**Directive:**
Show each line of the records below that contains the word "shirt", copying each line in full. Match the word's case exactly.

******

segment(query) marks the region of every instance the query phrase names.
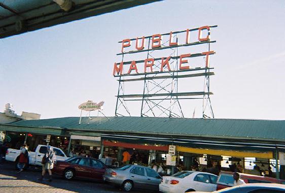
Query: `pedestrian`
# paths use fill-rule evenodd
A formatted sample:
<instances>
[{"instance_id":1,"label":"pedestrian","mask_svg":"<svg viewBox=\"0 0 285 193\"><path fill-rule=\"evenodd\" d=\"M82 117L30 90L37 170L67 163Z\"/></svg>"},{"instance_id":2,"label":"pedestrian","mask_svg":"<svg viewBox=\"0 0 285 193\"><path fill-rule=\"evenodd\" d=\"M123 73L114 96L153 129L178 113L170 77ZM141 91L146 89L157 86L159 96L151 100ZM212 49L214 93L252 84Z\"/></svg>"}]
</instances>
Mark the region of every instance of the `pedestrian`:
<instances>
[{"instance_id":1,"label":"pedestrian","mask_svg":"<svg viewBox=\"0 0 285 193\"><path fill-rule=\"evenodd\" d=\"M20 158L19 159L19 168L20 171L18 173L21 172L24 170L24 168L28 164L28 156L27 151L25 148L22 148L21 149L21 154L20 154Z\"/></svg>"},{"instance_id":2,"label":"pedestrian","mask_svg":"<svg viewBox=\"0 0 285 193\"><path fill-rule=\"evenodd\" d=\"M42 166L43 167L43 171L42 172L42 176L39 179L42 180L44 176L46 174L46 170L48 170L49 174L49 181L52 180L51 170L53 168L53 164L55 160L55 154L53 151L53 148L49 145L47 146L47 152L45 153L43 159L42 160Z\"/></svg>"},{"instance_id":3,"label":"pedestrian","mask_svg":"<svg viewBox=\"0 0 285 193\"><path fill-rule=\"evenodd\" d=\"M233 175L233 178L234 180L234 186L236 185L242 185L245 183L243 180L239 178L239 174L237 172L234 173Z\"/></svg>"}]
</instances>

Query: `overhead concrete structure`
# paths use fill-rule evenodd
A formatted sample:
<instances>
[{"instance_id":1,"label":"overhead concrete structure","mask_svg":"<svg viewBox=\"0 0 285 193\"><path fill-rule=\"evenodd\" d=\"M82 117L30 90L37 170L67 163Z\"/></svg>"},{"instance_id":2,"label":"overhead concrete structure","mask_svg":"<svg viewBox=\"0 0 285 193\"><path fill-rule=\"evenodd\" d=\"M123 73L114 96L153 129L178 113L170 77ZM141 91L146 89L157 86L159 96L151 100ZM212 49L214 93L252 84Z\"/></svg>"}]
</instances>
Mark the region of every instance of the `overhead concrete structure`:
<instances>
[{"instance_id":1,"label":"overhead concrete structure","mask_svg":"<svg viewBox=\"0 0 285 193\"><path fill-rule=\"evenodd\" d=\"M0 39L161 0L0 0Z\"/></svg>"}]
</instances>

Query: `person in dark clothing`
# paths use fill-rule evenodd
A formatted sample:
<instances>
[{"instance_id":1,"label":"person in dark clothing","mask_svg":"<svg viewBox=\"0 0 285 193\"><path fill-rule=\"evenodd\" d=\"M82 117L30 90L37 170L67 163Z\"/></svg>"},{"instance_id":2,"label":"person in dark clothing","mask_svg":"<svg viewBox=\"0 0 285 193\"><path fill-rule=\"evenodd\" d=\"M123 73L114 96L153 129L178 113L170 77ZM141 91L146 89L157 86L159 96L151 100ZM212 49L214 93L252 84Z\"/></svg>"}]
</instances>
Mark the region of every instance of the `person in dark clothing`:
<instances>
[{"instance_id":1,"label":"person in dark clothing","mask_svg":"<svg viewBox=\"0 0 285 193\"><path fill-rule=\"evenodd\" d=\"M46 170L48 170L49 174L49 181L52 180L51 170L53 168L53 164L55 161L55 153L53 151L53 147L48 145L47 147L47 152L45 153L43 160L42 161L42 166L43 166L43 171L42 172L42 176L39 179L42 180L44 176L46 174Z\"/></svg>"}]
</instances>

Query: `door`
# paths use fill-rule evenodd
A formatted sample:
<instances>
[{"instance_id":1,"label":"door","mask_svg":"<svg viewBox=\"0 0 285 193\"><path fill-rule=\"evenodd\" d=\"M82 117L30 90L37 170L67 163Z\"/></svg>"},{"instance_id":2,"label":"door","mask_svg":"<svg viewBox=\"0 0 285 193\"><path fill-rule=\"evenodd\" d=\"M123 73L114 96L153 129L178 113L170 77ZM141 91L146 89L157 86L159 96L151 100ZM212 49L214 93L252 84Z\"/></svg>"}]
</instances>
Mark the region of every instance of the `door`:
<instances>
[{"instance_id":1,"label":"door","mask_svg":"<svg viewBox=\"0 0 285 193\"><path fill-rule=\"evenodd\" d=\"M210 177L206 174L198 174L194 179L195 190L201 191L212 191Z\"/></svg>"},{"instance_id":2,"label":"door","mask_svg":"<svg viewBox=\"0 0 285 193\"><path fill-rule=\"evenodd\" d=\"M89 158L82 157L80 158L78 164L75 166L76 176L80 178L90 178L90 159Z\"/></svg>"},{"instance_id":3,"label":"door","mask_svg":"<svg viewBox=\"0 0 285 193\"><path fill-rule=\"evenodd\" d=\"M130 178L133 181L134 186L142 188L147 187L147 178L145 168L139 167L134 167L130 171Z\"/></svg>"},{"instance_id":4,"label":"door","mask_svg":"<svg viewBox=\"0 0 285 193\"><path fill-rule=\"evenodd\" d=\"M106 167L98 160L90 159L90 160L92 167L90 171L91 178L95 180L102 180Z\"/></svg>"},{"instance_id":5,"label":"door","mask_svg":"<svg viewBox=\"0 0 285 193\"><path fill-rule=\"evenodd\" d=\"M145 168L147 173L147 183L151 189L159 190L159 184L161 182L161 177L154 170Z\"/></svg>"},{"instance_id":6,"label":"door","mask_svg":"<svg viewBox=\"0 0 285 193\"><path fill-rule=\"evenodd\" d=\"M210 185L211 187L212 191L217 190L217 180L218 180L218 176L214 176L213 175L209 174L210 177Z\"/></svg>"}]
</instances>

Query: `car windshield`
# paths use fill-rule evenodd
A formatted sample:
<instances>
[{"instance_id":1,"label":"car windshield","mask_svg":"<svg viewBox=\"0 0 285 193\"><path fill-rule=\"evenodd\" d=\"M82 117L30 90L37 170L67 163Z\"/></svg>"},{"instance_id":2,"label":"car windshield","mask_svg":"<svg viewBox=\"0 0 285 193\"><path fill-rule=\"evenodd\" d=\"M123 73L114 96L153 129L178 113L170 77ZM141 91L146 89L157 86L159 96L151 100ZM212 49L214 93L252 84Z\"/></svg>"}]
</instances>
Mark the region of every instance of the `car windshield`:
<instances>
[{"instance_id":1,"label":"car windshield","mask_svg":"<svg viewBox=\"0 0 285 193\"><path fill-rule=\"evenodd\" d=\"M176 173L176 174L172 175L171 176L176 177L176 178L184 178L185 177L191 174L192 173L193 173L193 172L183 171Z\"/></svg>"},{"instance_id":2,"label":"car windshield","mask_svg":"<svg viewBox=\"0 0 285 193\"><path fill-rule=\"evenodd\" d=\"M122 167L121 167L121 168L119 168L117 169L117 170L126 170L126 169L127 169L128 168L129 168L130 167L131 167L131 165L124 166Z\"/></svg>"}]
</instances>

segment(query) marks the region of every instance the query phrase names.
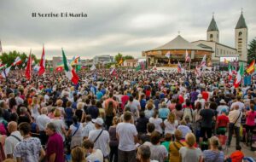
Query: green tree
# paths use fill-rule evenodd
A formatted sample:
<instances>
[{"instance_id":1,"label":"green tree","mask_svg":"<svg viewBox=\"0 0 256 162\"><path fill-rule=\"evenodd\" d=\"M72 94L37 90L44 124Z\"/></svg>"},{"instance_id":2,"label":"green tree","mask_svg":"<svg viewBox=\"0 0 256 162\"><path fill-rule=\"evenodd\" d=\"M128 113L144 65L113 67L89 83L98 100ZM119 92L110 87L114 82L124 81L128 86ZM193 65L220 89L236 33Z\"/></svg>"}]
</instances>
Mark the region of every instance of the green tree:
<instances>
[{"instance_id":1,"label":"green tree","mask_svg":"<svg viewBox=\"0 0 256 162\"><path fill-rule=\"evenodd\" d=\"M251 63L253 60L256 59L256 38L250 42L248 46L247 63Z\"/></svg>"},{"instance_id":2,"label":"green tree","mask_svg":"<svg viewBox=\"0 0 256 162\"><path fill-rule=\"evenodd\" d=\"M134 57L131 56L131 55L125 55L123 58L124 58L124 61L130 60L130 59L134 59Z\"/></svg>"},{"instance_id":3,"label":"green tree","mask_svg":"<svg viewBox=\"0 0 256 162\"><path fill-rule=\"evenodd\" d=\"M119 53L117 55L114 56L115 62L119 62L122 57L123 57L123 55Z\"/></svg>"}]
</instances>

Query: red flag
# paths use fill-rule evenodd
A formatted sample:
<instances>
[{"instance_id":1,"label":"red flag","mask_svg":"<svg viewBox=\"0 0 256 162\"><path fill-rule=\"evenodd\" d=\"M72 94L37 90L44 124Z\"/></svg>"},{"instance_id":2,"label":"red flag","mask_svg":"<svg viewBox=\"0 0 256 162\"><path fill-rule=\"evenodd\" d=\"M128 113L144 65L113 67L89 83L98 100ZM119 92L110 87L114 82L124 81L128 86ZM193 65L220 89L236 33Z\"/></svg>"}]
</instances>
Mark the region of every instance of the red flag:
<instances>
[{"instance_id":1,"label":"red flag","mask_svg":"<svg viewBox=\"0 0 256 162\"><path fill-rule=\"evenodd\" d=\"M71 71L72 74L73 74L73 78L71 79L71 81L74 84L78 84L79 81L79 78L78 76L78 74L75 72L74 69L72 69Z\"/></svg>"},{"instance_id":2,"label":"red flag","mask_svg":"<svg viewBox=\"0 0 256 162\"><path fill-rule=\"evenodd\" d=\"M26 67L25 76L26 78L30 80L31 79L31 68L32 68L32 58L31 58L31 50Z\"/></svg>"},{"instance_id":3,"label":"red flag","mask_svg":"<svg viewBox=\"0 0 256 162\"><path fill-rule=\"evenodd\" d=\"M44 46L43 46L43 53L40 61L40 68L38 71L38 75L43 75L45 72L45 57L44 57Z\"/></svg>"}]
</instances>

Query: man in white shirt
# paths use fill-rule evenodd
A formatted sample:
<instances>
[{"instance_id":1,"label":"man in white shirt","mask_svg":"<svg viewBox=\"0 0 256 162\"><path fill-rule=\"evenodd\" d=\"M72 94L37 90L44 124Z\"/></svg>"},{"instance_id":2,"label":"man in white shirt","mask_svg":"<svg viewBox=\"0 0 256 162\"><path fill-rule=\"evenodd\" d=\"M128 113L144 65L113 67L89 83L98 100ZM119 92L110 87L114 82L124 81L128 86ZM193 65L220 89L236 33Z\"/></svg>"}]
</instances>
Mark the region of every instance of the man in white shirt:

******

**Solution below:**
Query: man in white shirt
[{"instance_id":1,"label":"man in white shirt","mask_svg":"<svg viewBox=\"0 0 256 162\"><path fill-rule=\"evenodd\" d=\"M72 94L37 90L44 124Z\"/></svg>"},{"instance_id":2,"label":"man in white shirt","mask_svg":"<svg viewBox=\"0 0 256 162\"><path fill-rule=\"evenodd\" d=\"M128 113L144 65L113 67L89 83L98 100ZM119 92L110 87L114 82L124 81L128 86ZM193 65L220 89L236 33Z\"/></svg>"}]
Mark the region of every instance of the man in white shirt:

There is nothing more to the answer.